Instruction A: According to the blog post below, how are winners of the "It's All Write!" contest compensated?
Instruction B: In the blog post below, how many stories arrived for the contest this year?

Text section:
— begin —
Monday, April 16, 2012

A few months ago, Vicki Browne, the teen librarian with the Ann Arbor District Library, wrote to ask whether I might participate in the "It's All Write!" Short Story Contest, a project her library has, together with the Ann Arbor Book Festival, sponsored for the last 20 years.  According to the web site, more than 1,500 entries from young writers all around the world have been received for the contest over the years.  This year, 350 stories arrived.  

Winners of "It's All Write!" are compensated handsomely—with cash rewards, with publication in a booklet, and with an awards program that will be held, this year, on May 12th.  But perhaps most importantly of all, the winners know that they have been carefully read by judges who have invested their own lives in stories and words.  This year I join a remarkable slate of individuals in the judging process, and I am honored.  It is my hope that those young writers who read this blog will pay close attention to this program and start thinking about possibilities for next year's contest. 


Natalie Bakopoulos
     The Green Shore, Natalie’s debut novel is set in Athens and Paris, against the backdrop of the Greek military dictatorship and  centered around four memorable characters.  She received her MFA in Fiction from the University of Michigan.  She was also recognized as a 2010 PEN/O. Henry Award-winning author.

Judith Ortiz Cofer
     Critically acclaimed and widely published poet, novelist, and essayist Judith Ortiz Cofer’s  latest book, If I Could Fly, tells the story of 15 year old Doris, who learns that ‘she might have to fly far distances before she finds out where she belongs.  Judith writes extensively about the experience of being Puerto Rican and her identity as a woman and writer in the U.S.  Currently she is teaching literature and creative writing at the University of Georgia.
— end —
Extracted information:
— begin —
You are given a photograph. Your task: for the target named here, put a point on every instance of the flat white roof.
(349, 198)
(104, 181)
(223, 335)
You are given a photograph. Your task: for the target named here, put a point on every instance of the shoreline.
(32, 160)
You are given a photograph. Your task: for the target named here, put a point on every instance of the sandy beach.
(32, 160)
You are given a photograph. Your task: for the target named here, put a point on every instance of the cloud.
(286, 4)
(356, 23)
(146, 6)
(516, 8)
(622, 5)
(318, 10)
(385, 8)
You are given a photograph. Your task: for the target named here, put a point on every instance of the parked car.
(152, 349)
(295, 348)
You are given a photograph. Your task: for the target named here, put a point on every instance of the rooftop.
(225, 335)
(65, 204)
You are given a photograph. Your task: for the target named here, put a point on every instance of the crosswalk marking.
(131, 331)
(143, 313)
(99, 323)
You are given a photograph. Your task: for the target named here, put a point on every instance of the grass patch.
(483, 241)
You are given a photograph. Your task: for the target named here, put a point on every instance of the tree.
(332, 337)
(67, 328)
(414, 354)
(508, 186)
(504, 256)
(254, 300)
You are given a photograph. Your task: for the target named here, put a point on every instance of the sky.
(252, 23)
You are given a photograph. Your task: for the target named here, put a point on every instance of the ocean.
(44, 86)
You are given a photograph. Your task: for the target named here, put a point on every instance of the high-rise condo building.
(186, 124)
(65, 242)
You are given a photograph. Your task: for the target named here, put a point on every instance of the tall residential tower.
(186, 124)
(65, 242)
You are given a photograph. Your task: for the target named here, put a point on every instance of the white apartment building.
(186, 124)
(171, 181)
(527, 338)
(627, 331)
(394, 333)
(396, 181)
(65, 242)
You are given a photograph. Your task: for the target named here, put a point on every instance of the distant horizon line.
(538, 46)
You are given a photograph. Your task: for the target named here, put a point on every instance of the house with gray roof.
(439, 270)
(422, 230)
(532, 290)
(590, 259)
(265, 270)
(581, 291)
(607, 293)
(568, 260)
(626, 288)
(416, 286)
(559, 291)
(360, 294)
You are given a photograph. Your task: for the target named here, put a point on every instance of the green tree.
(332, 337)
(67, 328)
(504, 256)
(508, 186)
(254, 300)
— end —
Complete answer A: Cash rewards, publication in a booklet, and an awards program (held this year on May 12th).

Complete answer B: 350 stories.